-- Source data start --

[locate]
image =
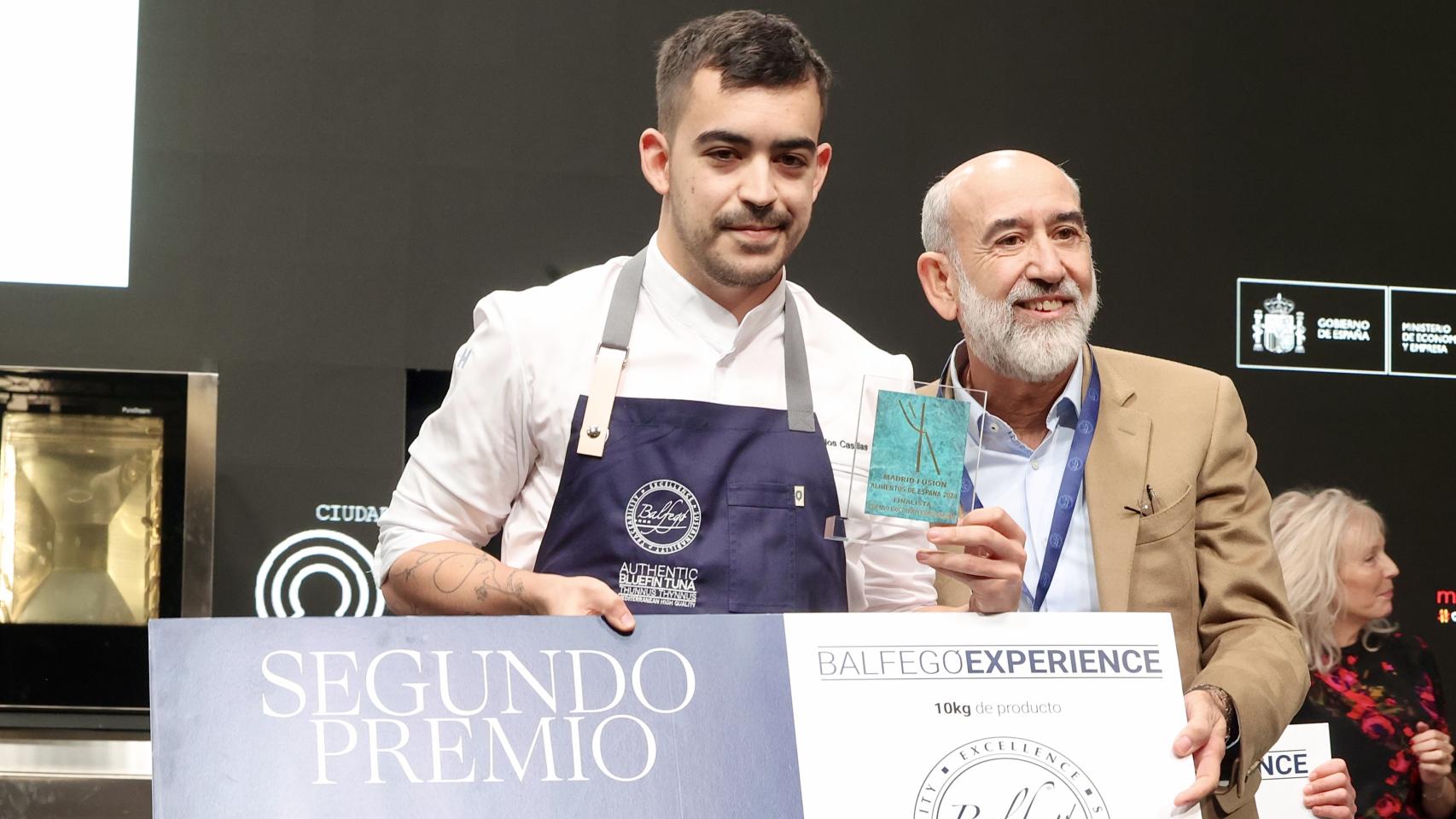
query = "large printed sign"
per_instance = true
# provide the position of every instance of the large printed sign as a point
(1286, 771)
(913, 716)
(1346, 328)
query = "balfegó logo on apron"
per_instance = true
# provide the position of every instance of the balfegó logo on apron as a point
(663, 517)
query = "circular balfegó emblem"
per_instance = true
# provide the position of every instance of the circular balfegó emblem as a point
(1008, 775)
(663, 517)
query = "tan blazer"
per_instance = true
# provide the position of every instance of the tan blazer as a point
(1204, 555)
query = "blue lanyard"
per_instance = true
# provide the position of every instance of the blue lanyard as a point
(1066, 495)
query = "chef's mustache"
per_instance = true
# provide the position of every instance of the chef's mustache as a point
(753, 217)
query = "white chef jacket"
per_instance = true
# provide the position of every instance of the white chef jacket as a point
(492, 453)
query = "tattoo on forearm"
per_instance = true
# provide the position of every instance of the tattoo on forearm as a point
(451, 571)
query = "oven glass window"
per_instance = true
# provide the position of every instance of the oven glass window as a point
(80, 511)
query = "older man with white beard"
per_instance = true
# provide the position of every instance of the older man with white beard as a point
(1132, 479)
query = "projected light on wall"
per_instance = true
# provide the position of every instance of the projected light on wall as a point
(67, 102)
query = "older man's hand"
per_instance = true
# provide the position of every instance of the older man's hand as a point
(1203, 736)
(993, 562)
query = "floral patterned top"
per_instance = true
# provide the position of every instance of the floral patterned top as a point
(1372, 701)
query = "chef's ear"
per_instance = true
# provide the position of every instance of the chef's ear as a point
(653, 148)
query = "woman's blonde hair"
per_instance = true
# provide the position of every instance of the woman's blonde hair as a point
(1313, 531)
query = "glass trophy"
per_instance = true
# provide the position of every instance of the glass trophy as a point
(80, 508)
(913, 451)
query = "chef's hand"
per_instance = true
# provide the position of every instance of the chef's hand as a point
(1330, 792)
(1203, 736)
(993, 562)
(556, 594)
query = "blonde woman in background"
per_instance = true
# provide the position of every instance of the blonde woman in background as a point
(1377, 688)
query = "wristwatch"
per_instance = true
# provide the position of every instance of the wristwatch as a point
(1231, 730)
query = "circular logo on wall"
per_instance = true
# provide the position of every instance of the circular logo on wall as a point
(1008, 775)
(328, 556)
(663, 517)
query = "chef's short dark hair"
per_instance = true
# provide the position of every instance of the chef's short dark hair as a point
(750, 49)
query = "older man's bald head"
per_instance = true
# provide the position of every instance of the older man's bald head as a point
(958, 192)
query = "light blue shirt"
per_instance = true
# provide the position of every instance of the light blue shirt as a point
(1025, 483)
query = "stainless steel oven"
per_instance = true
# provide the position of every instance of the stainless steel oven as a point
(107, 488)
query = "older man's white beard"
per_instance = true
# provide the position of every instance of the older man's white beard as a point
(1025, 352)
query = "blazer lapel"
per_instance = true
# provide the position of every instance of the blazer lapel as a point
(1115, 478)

-- Source data end --
-- Source data start --

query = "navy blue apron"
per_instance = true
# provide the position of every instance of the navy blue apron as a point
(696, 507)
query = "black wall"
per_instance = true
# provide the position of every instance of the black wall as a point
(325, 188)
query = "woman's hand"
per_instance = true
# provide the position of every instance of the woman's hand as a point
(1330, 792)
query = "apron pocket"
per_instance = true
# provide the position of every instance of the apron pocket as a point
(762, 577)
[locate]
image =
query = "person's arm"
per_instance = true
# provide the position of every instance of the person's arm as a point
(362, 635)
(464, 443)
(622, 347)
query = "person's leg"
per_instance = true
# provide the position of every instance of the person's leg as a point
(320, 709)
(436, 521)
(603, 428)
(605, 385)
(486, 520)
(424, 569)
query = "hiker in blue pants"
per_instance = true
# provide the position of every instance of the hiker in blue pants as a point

-- Source data end --
-- Source data start --

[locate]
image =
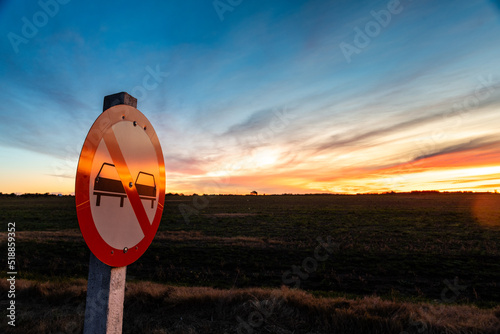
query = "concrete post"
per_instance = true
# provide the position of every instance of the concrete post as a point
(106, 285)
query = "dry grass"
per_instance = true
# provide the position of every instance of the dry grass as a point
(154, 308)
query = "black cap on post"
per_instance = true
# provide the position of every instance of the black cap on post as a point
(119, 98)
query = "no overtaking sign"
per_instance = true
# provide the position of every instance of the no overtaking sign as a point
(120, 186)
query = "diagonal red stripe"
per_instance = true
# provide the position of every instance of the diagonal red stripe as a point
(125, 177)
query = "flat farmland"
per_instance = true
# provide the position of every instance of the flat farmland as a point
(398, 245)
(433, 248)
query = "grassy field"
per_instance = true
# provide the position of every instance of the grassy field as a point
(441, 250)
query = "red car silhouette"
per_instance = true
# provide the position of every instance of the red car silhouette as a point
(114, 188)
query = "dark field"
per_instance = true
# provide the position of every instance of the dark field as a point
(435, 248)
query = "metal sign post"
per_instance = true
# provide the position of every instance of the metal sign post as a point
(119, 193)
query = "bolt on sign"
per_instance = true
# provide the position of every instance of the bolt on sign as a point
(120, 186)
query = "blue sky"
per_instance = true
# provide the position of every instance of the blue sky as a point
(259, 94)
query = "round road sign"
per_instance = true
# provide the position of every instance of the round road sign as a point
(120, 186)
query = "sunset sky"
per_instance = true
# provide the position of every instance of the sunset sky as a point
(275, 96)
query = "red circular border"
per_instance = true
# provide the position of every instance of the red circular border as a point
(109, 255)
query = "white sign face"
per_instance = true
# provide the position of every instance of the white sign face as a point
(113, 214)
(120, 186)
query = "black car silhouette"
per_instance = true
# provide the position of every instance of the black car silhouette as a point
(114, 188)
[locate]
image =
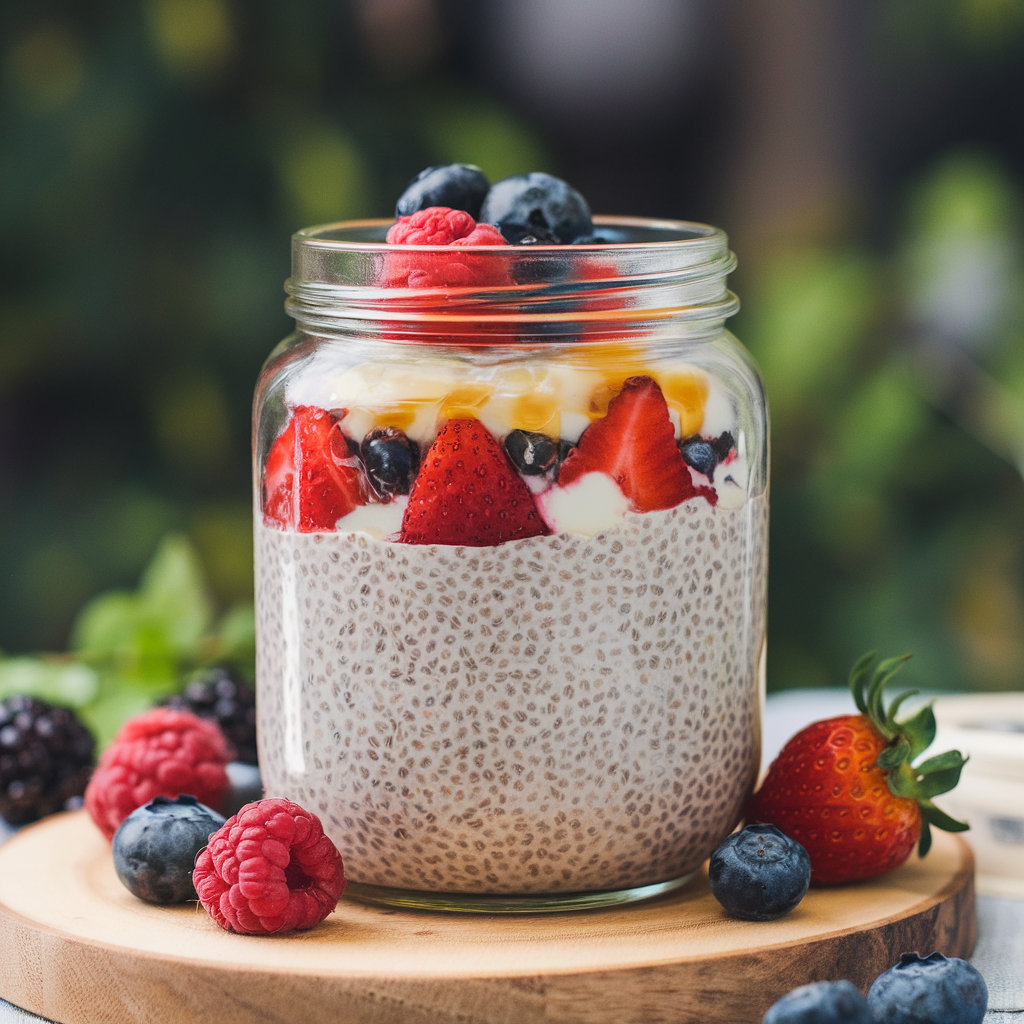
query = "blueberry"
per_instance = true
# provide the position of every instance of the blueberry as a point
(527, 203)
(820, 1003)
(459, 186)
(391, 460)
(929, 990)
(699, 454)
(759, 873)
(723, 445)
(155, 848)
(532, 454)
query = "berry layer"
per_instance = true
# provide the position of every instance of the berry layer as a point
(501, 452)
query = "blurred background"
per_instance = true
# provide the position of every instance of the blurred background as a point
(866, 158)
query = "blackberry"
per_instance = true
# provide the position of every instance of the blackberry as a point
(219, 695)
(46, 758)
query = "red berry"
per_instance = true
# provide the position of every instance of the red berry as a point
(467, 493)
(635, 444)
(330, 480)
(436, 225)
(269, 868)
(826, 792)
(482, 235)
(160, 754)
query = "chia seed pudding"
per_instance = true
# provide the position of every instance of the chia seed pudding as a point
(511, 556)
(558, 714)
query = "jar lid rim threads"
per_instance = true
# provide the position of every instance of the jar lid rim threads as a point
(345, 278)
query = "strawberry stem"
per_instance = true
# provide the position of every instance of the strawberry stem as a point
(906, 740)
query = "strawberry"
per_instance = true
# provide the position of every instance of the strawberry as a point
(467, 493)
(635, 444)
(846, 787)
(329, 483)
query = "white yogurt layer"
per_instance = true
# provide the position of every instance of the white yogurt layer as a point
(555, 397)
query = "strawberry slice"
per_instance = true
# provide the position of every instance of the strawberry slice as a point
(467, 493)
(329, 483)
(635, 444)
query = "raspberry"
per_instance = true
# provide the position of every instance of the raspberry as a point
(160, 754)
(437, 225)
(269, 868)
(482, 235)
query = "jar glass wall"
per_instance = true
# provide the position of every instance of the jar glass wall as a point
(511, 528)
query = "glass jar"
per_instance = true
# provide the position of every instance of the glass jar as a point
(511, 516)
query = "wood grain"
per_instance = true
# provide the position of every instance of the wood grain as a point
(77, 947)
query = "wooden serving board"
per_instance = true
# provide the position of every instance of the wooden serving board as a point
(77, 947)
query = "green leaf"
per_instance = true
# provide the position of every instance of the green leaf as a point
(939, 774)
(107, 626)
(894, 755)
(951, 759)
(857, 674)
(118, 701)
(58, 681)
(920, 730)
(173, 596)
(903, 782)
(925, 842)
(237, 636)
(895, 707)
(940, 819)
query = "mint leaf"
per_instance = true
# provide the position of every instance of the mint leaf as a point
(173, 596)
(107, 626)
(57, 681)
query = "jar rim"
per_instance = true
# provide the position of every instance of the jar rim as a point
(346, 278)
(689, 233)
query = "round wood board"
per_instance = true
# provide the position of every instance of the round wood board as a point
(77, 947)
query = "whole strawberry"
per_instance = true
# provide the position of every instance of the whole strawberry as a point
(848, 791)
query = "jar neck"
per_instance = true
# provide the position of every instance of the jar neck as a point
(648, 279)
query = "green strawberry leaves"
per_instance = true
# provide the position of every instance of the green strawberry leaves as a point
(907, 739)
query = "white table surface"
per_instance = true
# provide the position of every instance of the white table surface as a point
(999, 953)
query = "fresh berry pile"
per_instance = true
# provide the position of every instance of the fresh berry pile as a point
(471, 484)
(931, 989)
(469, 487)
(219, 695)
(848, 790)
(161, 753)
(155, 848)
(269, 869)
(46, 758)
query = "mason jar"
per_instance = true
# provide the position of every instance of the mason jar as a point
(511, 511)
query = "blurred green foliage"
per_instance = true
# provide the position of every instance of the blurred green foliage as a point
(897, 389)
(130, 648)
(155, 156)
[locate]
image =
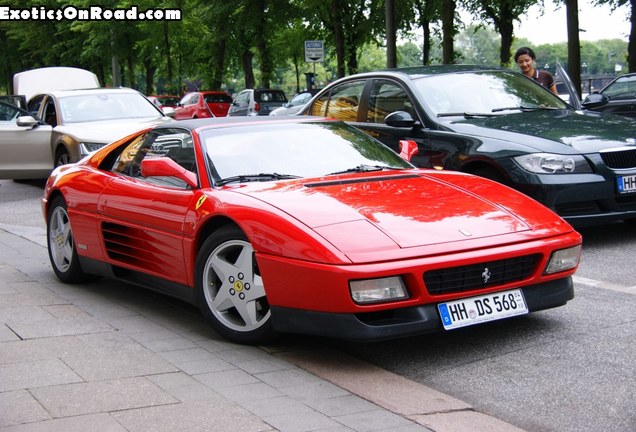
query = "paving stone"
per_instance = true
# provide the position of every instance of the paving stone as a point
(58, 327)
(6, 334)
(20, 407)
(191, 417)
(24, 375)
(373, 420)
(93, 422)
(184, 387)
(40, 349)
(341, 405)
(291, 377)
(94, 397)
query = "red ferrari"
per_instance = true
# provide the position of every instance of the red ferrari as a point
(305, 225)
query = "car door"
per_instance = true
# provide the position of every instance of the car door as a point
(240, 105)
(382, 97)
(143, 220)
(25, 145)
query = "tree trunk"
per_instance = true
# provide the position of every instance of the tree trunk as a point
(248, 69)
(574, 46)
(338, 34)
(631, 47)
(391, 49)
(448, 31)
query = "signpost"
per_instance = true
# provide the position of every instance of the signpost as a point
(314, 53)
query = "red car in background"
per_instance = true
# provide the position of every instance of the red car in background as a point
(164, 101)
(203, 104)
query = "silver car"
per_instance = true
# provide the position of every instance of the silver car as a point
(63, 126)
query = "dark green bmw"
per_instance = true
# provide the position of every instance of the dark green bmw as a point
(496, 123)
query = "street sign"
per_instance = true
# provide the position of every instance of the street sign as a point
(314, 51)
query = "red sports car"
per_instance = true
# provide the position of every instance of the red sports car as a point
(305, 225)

-- Source data end --

Short exercise – How many lines in the rows above contain the string "metal"? Treat the match as case-sensitive and reply with only the number.

Exercise response – 2